(Items from a data source)
========================================================================
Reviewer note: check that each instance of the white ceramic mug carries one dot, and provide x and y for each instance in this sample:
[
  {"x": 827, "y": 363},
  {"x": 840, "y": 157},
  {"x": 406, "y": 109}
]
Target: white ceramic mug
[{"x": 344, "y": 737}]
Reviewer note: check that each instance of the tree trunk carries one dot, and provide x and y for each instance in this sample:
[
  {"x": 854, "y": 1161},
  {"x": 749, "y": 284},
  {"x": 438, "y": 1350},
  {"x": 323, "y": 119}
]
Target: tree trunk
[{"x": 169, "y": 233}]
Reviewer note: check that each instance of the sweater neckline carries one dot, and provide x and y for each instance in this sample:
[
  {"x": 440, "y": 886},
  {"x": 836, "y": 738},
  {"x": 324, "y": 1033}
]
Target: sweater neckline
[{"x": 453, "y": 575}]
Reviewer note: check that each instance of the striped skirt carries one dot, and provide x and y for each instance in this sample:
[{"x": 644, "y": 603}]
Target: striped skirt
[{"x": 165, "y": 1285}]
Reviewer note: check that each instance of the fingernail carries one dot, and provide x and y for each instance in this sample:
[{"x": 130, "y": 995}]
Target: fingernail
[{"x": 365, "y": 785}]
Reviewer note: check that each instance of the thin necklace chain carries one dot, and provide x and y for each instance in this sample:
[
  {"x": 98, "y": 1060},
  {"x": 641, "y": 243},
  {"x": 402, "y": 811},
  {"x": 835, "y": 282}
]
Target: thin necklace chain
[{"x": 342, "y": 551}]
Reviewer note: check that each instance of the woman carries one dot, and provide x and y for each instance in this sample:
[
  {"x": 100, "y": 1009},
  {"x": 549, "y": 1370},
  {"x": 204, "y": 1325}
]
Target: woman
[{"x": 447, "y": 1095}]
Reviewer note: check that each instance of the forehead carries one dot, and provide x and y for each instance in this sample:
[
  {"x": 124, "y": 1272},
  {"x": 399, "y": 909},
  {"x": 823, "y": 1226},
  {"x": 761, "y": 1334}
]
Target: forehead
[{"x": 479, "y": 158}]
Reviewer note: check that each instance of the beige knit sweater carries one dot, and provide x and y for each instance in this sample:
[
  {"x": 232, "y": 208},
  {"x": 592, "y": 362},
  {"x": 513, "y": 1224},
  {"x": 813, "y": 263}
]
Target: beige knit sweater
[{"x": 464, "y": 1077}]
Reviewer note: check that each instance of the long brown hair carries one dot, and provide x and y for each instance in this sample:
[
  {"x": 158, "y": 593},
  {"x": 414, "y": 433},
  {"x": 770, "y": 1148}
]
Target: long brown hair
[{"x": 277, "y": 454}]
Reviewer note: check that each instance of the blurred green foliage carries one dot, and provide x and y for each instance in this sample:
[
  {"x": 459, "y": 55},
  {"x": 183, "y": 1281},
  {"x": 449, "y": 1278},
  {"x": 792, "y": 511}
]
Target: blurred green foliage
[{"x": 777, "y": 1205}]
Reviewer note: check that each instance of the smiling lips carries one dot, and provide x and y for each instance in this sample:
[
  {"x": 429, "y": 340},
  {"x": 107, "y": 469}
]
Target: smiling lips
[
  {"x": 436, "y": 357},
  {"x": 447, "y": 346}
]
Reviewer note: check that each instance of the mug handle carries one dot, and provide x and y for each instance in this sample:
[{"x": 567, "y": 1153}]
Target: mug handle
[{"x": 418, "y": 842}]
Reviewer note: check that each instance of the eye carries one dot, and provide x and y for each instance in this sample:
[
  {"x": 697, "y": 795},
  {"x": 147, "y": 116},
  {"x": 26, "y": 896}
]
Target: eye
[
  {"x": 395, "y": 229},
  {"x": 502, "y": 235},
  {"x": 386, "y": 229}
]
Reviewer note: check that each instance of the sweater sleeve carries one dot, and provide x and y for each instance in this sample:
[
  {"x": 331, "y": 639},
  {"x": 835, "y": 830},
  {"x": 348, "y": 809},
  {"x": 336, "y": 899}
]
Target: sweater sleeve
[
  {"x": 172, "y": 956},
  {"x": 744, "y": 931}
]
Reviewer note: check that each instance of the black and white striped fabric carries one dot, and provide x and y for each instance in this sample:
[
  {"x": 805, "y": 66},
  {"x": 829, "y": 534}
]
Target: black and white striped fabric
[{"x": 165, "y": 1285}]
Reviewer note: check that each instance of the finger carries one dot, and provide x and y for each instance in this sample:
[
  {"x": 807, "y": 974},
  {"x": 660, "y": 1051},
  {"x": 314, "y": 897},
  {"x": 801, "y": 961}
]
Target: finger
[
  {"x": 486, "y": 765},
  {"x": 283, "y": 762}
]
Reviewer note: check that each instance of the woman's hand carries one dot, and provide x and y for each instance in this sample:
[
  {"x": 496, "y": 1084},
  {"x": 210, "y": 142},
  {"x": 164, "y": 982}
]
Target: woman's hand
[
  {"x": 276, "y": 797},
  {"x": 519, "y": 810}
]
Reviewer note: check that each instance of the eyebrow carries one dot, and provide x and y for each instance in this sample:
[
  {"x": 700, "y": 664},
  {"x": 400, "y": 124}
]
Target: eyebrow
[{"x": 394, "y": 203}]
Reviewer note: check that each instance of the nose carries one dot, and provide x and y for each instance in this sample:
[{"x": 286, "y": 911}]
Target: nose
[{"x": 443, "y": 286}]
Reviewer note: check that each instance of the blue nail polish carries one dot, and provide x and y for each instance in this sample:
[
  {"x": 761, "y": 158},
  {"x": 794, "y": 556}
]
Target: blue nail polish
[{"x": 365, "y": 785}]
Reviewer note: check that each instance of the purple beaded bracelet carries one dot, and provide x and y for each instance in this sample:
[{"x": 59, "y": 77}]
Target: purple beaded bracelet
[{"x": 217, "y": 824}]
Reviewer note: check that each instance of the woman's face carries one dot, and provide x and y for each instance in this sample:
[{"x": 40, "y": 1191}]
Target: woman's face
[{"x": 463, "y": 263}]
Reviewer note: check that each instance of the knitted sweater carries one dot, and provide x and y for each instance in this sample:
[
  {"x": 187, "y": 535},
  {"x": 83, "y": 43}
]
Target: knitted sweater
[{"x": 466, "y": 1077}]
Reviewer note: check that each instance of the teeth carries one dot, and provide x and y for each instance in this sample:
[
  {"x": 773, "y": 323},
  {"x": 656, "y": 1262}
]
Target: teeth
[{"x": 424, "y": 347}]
========================================================================
Beginning at the line containing "Reviewer note: check that each instance of the eyebrow", repeat each line exactly through the last line of the entries, and include no other lines.

Reviewer note: check that each instance of the eyebrow carries one dot, and provide x and y for each instance in this sample:
[
  {"x": 700, "y": 664},
  {"x": 400, "y": 124}
]
Target: eyebrow
[{"x": 394, "y": 203}]
Reviewer note: check that each instance of the nose carries one dot, and provide x and y for each instance in this sample:
[{"x": 286, "y": 911}]
Target: nose
[{"x": 443, "y": 286}]
Reviewer note: check that each instance of the blue nail polish carries one dot, and provide x and y for each instance in this sample:
[
  {"x": 761, "y": 158},
  {"x": 794, "y": 556}
]
Target: blue nail polish
[{"x": 365, "y": 785}]
Reviewer note: check that each instance of the purple beaded bracelet carries one dot, and provide x and y for each instance in this sample:
[{"x": 59, "y": 77}]
Target: purple beaded bracelet
[{"x": 217, "y": 824}]
Reviewer note: check that each instance of the woman's face carries one dot, and provide x and y for each instance in this sample:
[{"x": 40, "y": 1191}]
Target: woman's face
[{"x": 463, "y": 263}]
Reviewer note: check that each instance of the knitted sweater carries one dot, and provide x and y for each instance in this sample:
[
  {"x": 187, "y": 535},
  {"x": 83, "y": 43}
]
Target: knitted sweater
[{"x": 466, "y": 1077}]
Reviewer note: check that each instance of the teeth carries one dot, and provide x and y for each instance in this sample:
[
  {"x": 773, "y": 323},
  {"x": 656, "y": 1262}
]
Target: teeth
[{"x": 424, "y": 347}]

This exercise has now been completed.